→ **TASK GOAL**:
Reproduce the passage on ray stack memory allocation word for word, from "Turning now to" through "by the ray.", inclusive.

→ **READING PASSAGE**:
● ● ● ● ● ● ●

When deallocation of data from the memory stack 406 is to be performed, e.g., owing to ray stack 404-2 requesting more data to consume, the memory allocation circuitry 402 can determine that block 408-2 stores the last-in data for ray 1. As described, this determination can be done using the memory pointer 410-2. Responsive to determining that block 408-2 stores the data requested by ray stack 404-2 in the memory stack 406, the memory allocation circuitry 402 loads the data from the block 408-2 to the ray stack 404-2, to be consumed by ray 1. As shown in the bottom-half of the figure, data from block 408-2 is loaded for ray 1 in the ray stack block 404-2, thus emptying the block 408-2.
In an implementation, once this data is accessed by the ray 1, the memory allocation circuit 402 can update the pointer 410-2 for ray stack 404-2 to reflect the latest block in the memory stack 406 that contains the node data for ray 1. In this example, the pointer 410-2 is updated to reflect the value 408-1, since block 408-1 stores the next ray data for ray 1 in the memory stack 406. Further, the block 408-2 is freed up, e.g., for use by other rays and the link 412 between blocks 408-1 and 408-2 is accordingly terminated.
Turning now to
In another implementation, responsive to each allocation and deallocation process, memory pointers associated with each ray are updated to reflect the latest topmost block in the memory stack wherein ray data for a given ray is stored. Further, memory links between multiple blocks containing data for the same ray are created and stored in the last-in data, for ease of data retrieval for future processing by the ray.
In an implementation, ray stacks are assigned to the selected rays, e.g., by a ray tracing circuitry (block 502). In an example, each ray stack is associated with a given ray that needs to be tested against a set of objects or geometry. The rays may share some common properties or attributes, such as originating from the same pixel or being part of a coherent group of rays. In one implementation, the ray stacks are assigned supplemental memory buffers or memory pools, e.g., in the form of a memory stack (block 504). The memory stack is configured to store data resultant from the intersection testing, dynamically and without the need to pre-assign memory stack blocks for a given ray stack block.
In one implementation, memory pointers are generated and assigned for each ray (block 506). As described in the foregoing, a memory pointer ensures that a last-filled block in the memory stack, that stores node data for a given ray, is clearly identified so as to facilitate ease of flushing data from the ray stack to the memory stack or pulling data from memory stack. Further, each time data is flushed to or pulled from the memory stack, these memory pointers can be updated to reflect the next block of memory (which now becomes the last-filled block) wherein data is stored corresponding to the given ray.

● ● ● ● ● ● ●

→ **SUPPLIED MATERIAL**:
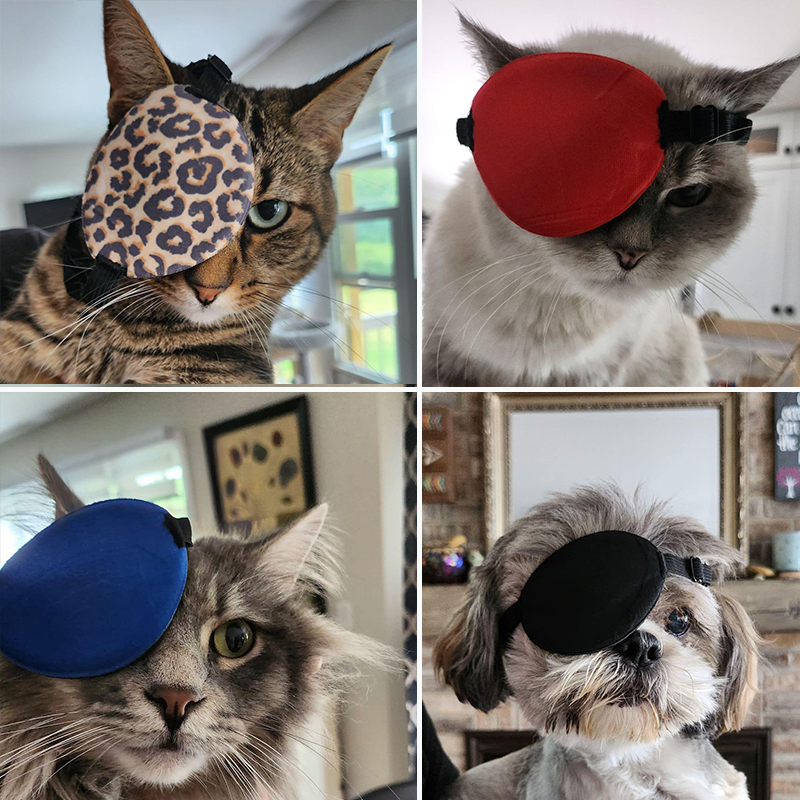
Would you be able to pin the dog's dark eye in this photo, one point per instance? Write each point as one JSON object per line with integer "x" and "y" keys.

● ● ● ● ● ● ●

→ **EXERCISE OUTPUT**:
Turning now to
In another implementation, responsive to each allocation and deallocation process, memory pointers associated with each ray are updated to reflect the latest topmost block in the memory stack wherein ray data for a given ray is stored. Further, memory links between multiple blocks containing data for the same ray are created and stored in the last-in data, for ease of data retrieval for future processing by the ray.